Kopfschütteln Richtung Thüringen
Autor: Sandra Hackenberg
Kronach, Donnerstag, 06. Februar 2020
Einen Tag nach dem historischen Wahl-Eklat im Nachbarbundesland finden die hiesigen Parteivertreter deutliche Worte.
Entglittene Gesichter, Zwischenrufe wie auf dem Wochenmarkt und ein fliegender Blumenstrauß - dieses traurige Schauspiel bot sich am Mittwoch im Thüringer Landtag, als FDP-Fraktionsvorsitzender Thomas Kemmerich überraschend zum neuen Ministerpräsidenten gewählt wurde - zumindest für 24 Stunden und 34 Minuten. Dann kündigte er seinen Rücktritt an.

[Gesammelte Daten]
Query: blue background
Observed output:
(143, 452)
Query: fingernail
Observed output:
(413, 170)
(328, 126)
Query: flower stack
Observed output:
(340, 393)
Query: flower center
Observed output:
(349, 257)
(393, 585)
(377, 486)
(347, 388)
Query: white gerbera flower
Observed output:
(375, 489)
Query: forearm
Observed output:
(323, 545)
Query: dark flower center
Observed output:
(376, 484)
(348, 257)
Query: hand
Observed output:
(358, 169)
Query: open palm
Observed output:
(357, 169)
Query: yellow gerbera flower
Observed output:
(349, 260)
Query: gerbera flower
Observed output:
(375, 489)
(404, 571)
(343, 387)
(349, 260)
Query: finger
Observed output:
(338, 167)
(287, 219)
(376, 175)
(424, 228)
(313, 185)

[GELESENES ANWENDEN]:
(a) Kannst du aus dem Artikel über die Thüringer Ministerpräsidentenwahl die Stelle zwischen „Entglittene Gesichter, Zwischenrufe“ und „seinen Rücktritt an.“, beide eingeschlossen, wortgetreu abschreiben?
(b) Kannst du den Artikel über die Thüringer Ministerpräsidentenwahl dort aufgreifen, wo er endet, und ihn weiterschreiben?

[LÖSUNGEN]:
(a)
Entglittene Gesichter, Zwischenrufe wie auf dem Wochenmarkt und ein fliegender Blumenstrauß - dieses traurige Schauspiel bot sich am Mittwoch im Thüringer Landtag, als FDP-Fraktionsvorsitzender Thomas Kemmerich überraschend zum neuen Ministerpräsidenten gewählt wurde - zumindest für 24 Stunden und 34 Minuten. Dann kündigte er seinen Rücktritt an.

(b)
Ein Eintrag in den Geschichtsbüchern wäre dem Aachener damit zumindest sicher. Denn nicht nur die Amtszeit ist rekordverdächtig: Kemmerich ist der erste Landeschef, dem die AfD die Steigbügel gehalten hat. Der Entscheidung zum Rücktritt vorangegangen war ein Besuch von FDP-Chef Christian Lindner am Donnerstagvormittag in Erfurt.
Aus Sicht vom CSU-Kreisvorsitzenden Jürgen Baumgärtner war dies nicht nur folgerichtig, sondern die einzig richtige Entscheidung: "Man nimmt keine Ämter an, die auf Grundlage der Stimmen der AfD zustande kommen. Keine Zusammenarbeit und keine Stimmen von der AfD."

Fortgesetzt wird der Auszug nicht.